My favorite building in Charlotte

My favorite building in Charlotte isn't in the skyline photos. It's the Rosewood condominium complex at Providence and Sharon Amity. I like it because it reminds me of classic French chateaux, rather than trying to express the conceit of making the world anew. But the big reason I like it is I know the architect. Curtis and Liz started coming to our Sunday school class some months ago. When they hosted a gathering at their house, I was fascinated by Curtis’ drafting desk in the living room. He had some photos of Rosewood, and told us where to find it.

Some months later, I was driving up Providence and stopped to take a quick look around and take a few pictures (hoping I didn’t look like a burglary suspect casing the joint). It amazes me thinking of this lovely eight story building coming out of the imagination and planning of my buddy Curtis.

I’m reminded of Jesus’ words in John 14:2. “I am going there to prepare a place for you”. The time will come when we’ll see some very special architecture, in a house that will be ours, and we’ll all know the architect. His genius in design we can already appreciate (galaxies, planets, landscapes, many other things). We’ll have many new reasons to appreciate it that day, I’m sure.

The Rosewood Condominium site

The promise of the New Covenant

This is how the "faith and circumstances" theme started. In 2005 I was pondering Jeremiah's promise of the New Covenant. "This is the covenant I will make with the house of Israel
after that time," declares the LORD.
"I will put my law in their minds
and write it on their hearts.
I will be their God,
and they will be my people.

No longer will a man teach his neighbor,
or a man his brother, saying, 'Know the LORD,'
because they will all know me,
from the least of them to the greatest,"
declares the LORD.

● **Source material**:
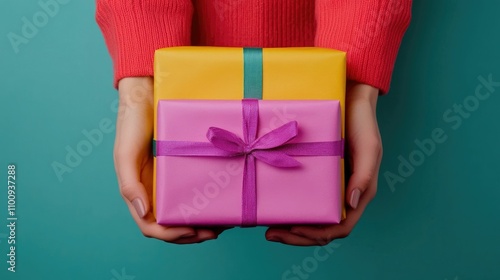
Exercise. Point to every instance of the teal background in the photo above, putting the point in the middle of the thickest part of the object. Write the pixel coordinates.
(440, 223)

● **Directive**: From the post about a favorite building in Charlotte above, copy word for word the passage from "Some months later, I" to "my buddy Curtis.".

● **Output of the exercise**:
Some months later, I was driving up Providence and stopped to take a quick look around and take a few pictures (hoping I didn’t look like a burglary suspect casing the joint). It amazes me thinking of this lovely eight story building coming out of the imagination and planning of my buddy Curtis.